WHAT YOU HAVE TO DO: Please repeat the data in full, character for character.

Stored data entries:

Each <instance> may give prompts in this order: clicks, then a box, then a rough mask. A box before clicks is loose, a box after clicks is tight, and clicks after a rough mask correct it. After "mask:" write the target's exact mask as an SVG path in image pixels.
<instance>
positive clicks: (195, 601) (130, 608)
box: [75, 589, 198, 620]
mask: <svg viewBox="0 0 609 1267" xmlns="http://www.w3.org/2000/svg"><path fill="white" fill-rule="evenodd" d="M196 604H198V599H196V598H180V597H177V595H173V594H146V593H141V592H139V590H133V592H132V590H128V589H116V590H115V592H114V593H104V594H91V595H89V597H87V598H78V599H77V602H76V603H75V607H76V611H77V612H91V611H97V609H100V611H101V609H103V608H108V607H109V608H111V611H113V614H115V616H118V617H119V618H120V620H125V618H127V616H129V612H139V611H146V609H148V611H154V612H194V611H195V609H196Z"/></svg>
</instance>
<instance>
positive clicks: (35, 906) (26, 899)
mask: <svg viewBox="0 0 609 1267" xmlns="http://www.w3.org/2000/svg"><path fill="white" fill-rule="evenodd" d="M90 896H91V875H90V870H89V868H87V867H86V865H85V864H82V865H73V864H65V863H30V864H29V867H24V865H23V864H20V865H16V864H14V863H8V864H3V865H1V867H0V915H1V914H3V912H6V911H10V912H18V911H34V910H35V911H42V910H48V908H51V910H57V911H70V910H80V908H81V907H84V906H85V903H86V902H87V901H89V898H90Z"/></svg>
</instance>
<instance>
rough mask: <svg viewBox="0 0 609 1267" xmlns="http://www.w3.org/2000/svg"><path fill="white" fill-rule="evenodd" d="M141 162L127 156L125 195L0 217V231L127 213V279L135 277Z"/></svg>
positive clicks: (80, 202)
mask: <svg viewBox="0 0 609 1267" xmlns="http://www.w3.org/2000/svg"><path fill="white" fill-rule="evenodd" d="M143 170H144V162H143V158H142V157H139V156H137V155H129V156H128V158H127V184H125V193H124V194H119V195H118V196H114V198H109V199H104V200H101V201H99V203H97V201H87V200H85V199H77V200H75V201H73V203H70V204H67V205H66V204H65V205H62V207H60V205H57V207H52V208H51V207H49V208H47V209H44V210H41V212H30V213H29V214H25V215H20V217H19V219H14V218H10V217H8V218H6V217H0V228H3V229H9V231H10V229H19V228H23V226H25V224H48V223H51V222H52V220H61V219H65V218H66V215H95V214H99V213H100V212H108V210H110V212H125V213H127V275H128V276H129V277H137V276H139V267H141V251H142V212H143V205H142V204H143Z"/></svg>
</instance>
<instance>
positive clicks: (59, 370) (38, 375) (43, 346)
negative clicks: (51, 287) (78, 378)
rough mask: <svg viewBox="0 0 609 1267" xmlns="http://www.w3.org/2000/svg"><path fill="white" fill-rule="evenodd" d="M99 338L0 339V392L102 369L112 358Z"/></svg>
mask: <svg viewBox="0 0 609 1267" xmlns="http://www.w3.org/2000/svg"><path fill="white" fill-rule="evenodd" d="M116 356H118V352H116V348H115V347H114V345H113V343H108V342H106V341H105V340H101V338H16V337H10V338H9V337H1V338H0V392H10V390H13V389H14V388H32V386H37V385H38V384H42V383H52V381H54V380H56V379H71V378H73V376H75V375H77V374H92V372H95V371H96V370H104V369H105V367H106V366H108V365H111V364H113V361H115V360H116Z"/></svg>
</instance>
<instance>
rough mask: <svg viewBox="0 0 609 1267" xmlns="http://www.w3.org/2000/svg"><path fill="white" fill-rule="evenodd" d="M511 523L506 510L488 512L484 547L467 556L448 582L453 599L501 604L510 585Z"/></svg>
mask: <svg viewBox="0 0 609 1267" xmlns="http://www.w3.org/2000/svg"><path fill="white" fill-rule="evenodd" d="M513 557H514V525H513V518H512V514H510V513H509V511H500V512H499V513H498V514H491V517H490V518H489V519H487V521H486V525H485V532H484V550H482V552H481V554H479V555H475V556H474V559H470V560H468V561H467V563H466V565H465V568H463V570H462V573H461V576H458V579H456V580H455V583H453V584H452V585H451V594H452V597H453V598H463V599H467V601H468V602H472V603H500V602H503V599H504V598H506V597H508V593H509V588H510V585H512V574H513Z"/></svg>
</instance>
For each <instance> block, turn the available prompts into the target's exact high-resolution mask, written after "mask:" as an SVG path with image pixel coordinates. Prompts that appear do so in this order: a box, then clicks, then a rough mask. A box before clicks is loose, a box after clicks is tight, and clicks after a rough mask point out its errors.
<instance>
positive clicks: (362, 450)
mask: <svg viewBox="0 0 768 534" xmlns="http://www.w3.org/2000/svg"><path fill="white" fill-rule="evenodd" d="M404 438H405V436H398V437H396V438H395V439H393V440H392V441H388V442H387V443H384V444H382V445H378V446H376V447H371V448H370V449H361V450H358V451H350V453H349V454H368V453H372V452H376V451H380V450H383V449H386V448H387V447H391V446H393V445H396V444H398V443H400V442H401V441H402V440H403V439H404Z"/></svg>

ANSWER TO THE PROBLEM:
Each <instance> may give prompts in this order: clicks, then a box, then a rough mask. A box before clicks is loose, a box after clicks is tight, and clicks after a rough mask correct it. After "mask:" write the target's exact mask as an SVG path in image pixels.
<instance>
positive clicks: (195, 601) (130, 608)
box: [75, 589, 198, 620]
mask: <svg viewBox="0 0 609 1267" xmlns="http://www.w3.org/2000/svg"><path fill="white" fill-rule="evenodd" d="M196 604H198V599H196V598H180V597H177V595H173V594H146V593H141V592H139V590H133V592H132V590H128V589H116V590H115V592H114V593H104V594H91V595H89V597H87V598H78V599H77V602H76V603H75V607H76V611H77V612H91V611H97V609H100V611H101V609H103V608H108V607H109V608H111V611H113V614H115V616H118V617H119V618H120V620H125V618H127V616H129V612H139V611H146V609H148V611H154V612H194V611H195V609H196Z"/></svg>
</instance>
<instance>
positive clicks: (35, 906) (26, 899)
mask: <svg viewBox="0 0 609 1267" xmlns="http://www.w3.org/2000/svg"><path fill="white" fill-rule="evenodd" d="M90 896H91V875H90V870H89V868H87V867H86V865H85V864H82V865H73V864H65V863H30V864H29V867H24V865H23V864H20V865H16V864H14V863H8V864H3V865H1V867H0V915H1V914H3V912H6V911H10V912H18V911H34V910H35V911H42V910H48V908H51V910H57V911H70V910H80V908H81V907H84V906H85V903H86V902H87V901H89V898H90Z"/></svg>
</instance>
<instance>
rough mask: <svg viewBox="0 0 609 1267" xmlns="http://www.w3.org/2000/svg"><path fill="white" fill-rule="evenodd" d="M141 162L127 156L125 195L0 217V231L127 213V279L135 277Z"/></svg>
positive clicks: (80, 202)
mask: <svg viewBox="0 0 609 1267" xmlns="http://www.w3.org/2000/svg"><path fill="white" fill-rule="evenodd" d="M143 170H144V162H143V158H142V157H139V156H137V155H129V156H128V158H127V184H125V193H124V194H119V195H118V196H114V198H109V199H104V200H101V201H99V203H97V201H87V200H85V199H77V200H75V201H73V203H70V204H67V205H66V204H65V205H62V207H60V205H57V207H52V208H51V207H49V208H47V209H44V210H41V212H30V213H29V214H25V215H20V217H19V219H14V218H10V217H8V218H6V217H0V228H3V229H9V231H10V229H19V228H23V226H25V224H48V223H51V222H52V220H61V219H65V218H66V215H95V214H99V213H100V212H108V210H110V212H125V213H127V275H128V276H129V277H137V276H139V267H141V251H142V212H143V205H142V204H143Z"/></svg>
</instance>
<instance>
positive clicks: (59, 370) (38, 375) (43, 346)
negative clicks: (51, 287) (78, 378)
rough mask: <svg viewBox="0 0 609 1267" xmlns="http://www.w3.org/2000/svg"><path fill="white" fill-rule="evenodd" d="M99 338L0 339V392L102 369L112 358Z"/></svg>
mask: <svg viewBox="0 0 609 1267" xmlns="http://www.w3.org/2000/svg"><path fill="white" fill-rule="evenodd" d="M116 356H118V352H116V348H115V347H114V345H113V343H108V342H106V341H105V340H101V338H16V337H10V338H9V337H1V338H0V392H10V390H13V389H14V388H32V386H37V385H38V384H42V383H52V381H54V380H56V379H71V378H73V376H75V375H77V374H92V372H95V371H96V370H104V369H105V367H106V366H108V365H111V364H113V361H115V360H116Z"/></svg>
</instance>
<instance>
rough mask: <svg viewBox="0 0 609 1267" xmlns="http://www.w3.org/2000/svg"><path fill="white" fill-rule="evenodd" d="M511 523L506 510L488 512L484 547L467 556L448 582L453 599L501 604L510 585Z"/></svg>
mask: <svg viewBox="0 0 609 1267" xmlns="http://www.w3.org/2000/svg"><path fill="white" fill-rule="evenodd" d="M513 557H514V525H513V518H512V514H510V513H509V511H500V512H499V513H498V514H491V517H490V518H489V519H487V521H486V525H485V532H484V550H482V552H481V554H479V555H475V556H474V559H470V560H468V561H467V563H466V565H465V568H463V570H462V573H461V576H458V579H456V580H455V583H453V584H452V585H451V594H452V597H453V598H463V599H467V601H468V602H472V603H500V602H503V599H504V598H506V597H508V593H509V588H510V585H512V574H513Z"/></svg>
</instance>
For each <instance> block, turn the available prompts into the target's exact high-resolution mask, written after "mask:" as an SVG path with image pixel coordinates. Prompts that appear do so in this order: a box, then clicks, then a rough mask. A box before clicks is loose, a box after clicks is tight, and clicks after a rough mask point out its errors.
<instance>
positive clicks: (362, 450)
mask: <svg viewBox="0 0 768 534" xmlns="http://www.w3.org/2000/svg"><path fill="white" fill-rule="evenodd" d="M404 438H405V436H398V437H396V438H395V439H393V440H392V441H388V442H387V443H384V444H382V445H378V446H376V447H371V448H370V449H361V450H358V451H350V453H349V454H368V453H372V452H376V451H380V450H383V449H386V448H387V447H391V446H393V445H396V444H398V443H400V442H401V441H402V440H403V439H404Z"/></svg>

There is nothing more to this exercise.